*** Opening of Text for analysis ***

Short-term environmental enrichment, in the absence of exercise, improves memory, and increases NGF concentration, early neuronal survival, and synaptogenesis in the dentate gyrus in a time-dependent manner.

Environmental manipulations can enhance neuroplasticity in the brain, with enrichment-induced cognitive improvements being linked to increased expression of growth factors, such as neurotrophins, and enhanced hippocampal neurogenesis. There is, however, a great deal of variation in environmental enrichment protocols used in the literature, making it difficult to assess the role of particular aspects of enrichment upon memory and the underlying associated mechanisms. This study sought to evaluate the efficacy of environmental enrichment, in the absence of exercise, as a cognitive enhancer and assess the role of Nerve Growth Factor (NGF), neurogenesis and synaptogenesis in this process. We report that rats housed in an enriched environment for 3 and 6 weeks (wk) displayed improved recognition memory, while rats enriched for 6 wk also displayed improved spatial and working memory. Neurochemical analyses revealed significant increases in NGF concentration and subgranular progenitor cell survival (as measured by BrdU+ nuclei) in the dentate gyrus of rats enriched for 6 wk, suggesting that these cellular changes may mediate the enrichment-induced memory improvements. Further analysis revealed a significant positive correlation between recognition task performance and BrdU+ nuclei. In addition, rats enriched for 6 wk showed a significant increase in expression of synaptophysin and synapsin I in the dentate gyrus, indicating that environmental enrichment can increase synaptogenesis. These data indicate a time-dependent cognitive-enhancing effect of environmental enrichment that is independent of physical activity. These data also support a role for increased concentration of NGF in dentate gyrus, synaptogenesis, and neurogenesis in mediating this effect.

*** Close of Text for analysis ***
*** Opening of Supplied information ***

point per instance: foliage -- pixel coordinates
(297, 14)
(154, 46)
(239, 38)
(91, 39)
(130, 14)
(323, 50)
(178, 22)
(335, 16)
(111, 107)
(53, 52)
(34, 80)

*** Close of Supplied information ***

Task objective:
Answer each item from the text on environmental enrichment and memory.
(a) For which housing periods did rats in the enriched environment show improved recognition memory?
(b) What was counted to measure subgranular progenitor cell survival?
(c) Which two proteins showed increased expression in the dentate gyrus of rats enriched for 6 wk?

Result of the task:
(a) 3 and 6 weeks
(b) BrdU+ nuclei
(c) Synaptophysin and synapsin I